**SHORT PROBLEM:**
Arrange the records between the line holding "Isolate long dark hair in the photo." and the line holding "[94,88,135,169]", inclusive, as a two-column CSV with the columns instruction and response. Give one row per record, put each value in a single quoted field, and replace any line breaks inside a value with spaces.

**INPUT:**
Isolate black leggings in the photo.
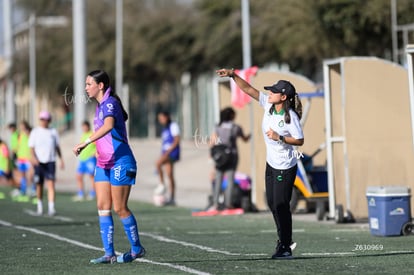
[266,163,298,246]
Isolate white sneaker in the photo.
[154,183,167,195]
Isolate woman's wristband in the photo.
[229,69,234,78]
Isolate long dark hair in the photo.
[88,70,128,121]
[219,107,236,126]
[283,93,302,124]
[269,93,302,124]
[158,111,172,127]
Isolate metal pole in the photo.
[72,0,87,140]
[115,0,123,98]
[391,0,398,63]
[29,13,37,125]
[405,45,414,148]
[3,0,16,123]
[241,0,260,207]
[241,0,252,69]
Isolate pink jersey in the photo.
[94,88,135,169]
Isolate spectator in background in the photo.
[0,138,12,186]
[73,121,96,201]
[155,111,180,206]
[7,123,19,168]
[16,120,36,196]
[208,107,250,211]
[28,111,65,216]
[7,122,20,192]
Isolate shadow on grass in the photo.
[166,251,414,264]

**TASK RESULT:**
instruction,response
"Isolate long dark hair in the photo.","[88,70,128,121] [219,107,236,126] [283,93,302,124] [269,93,302,124] [158,111,172,127]"
"Isolate metal pole in the photo.","[72,0,87,140] [115,0,123,98] [391,0,398,63] [29,13,37,125] [405,45,414,148] [3,0,16,123] [241,0,260,207] [241,0,252,69]"
"Isolate pink jersey in the photo.","[94,88,135,169]"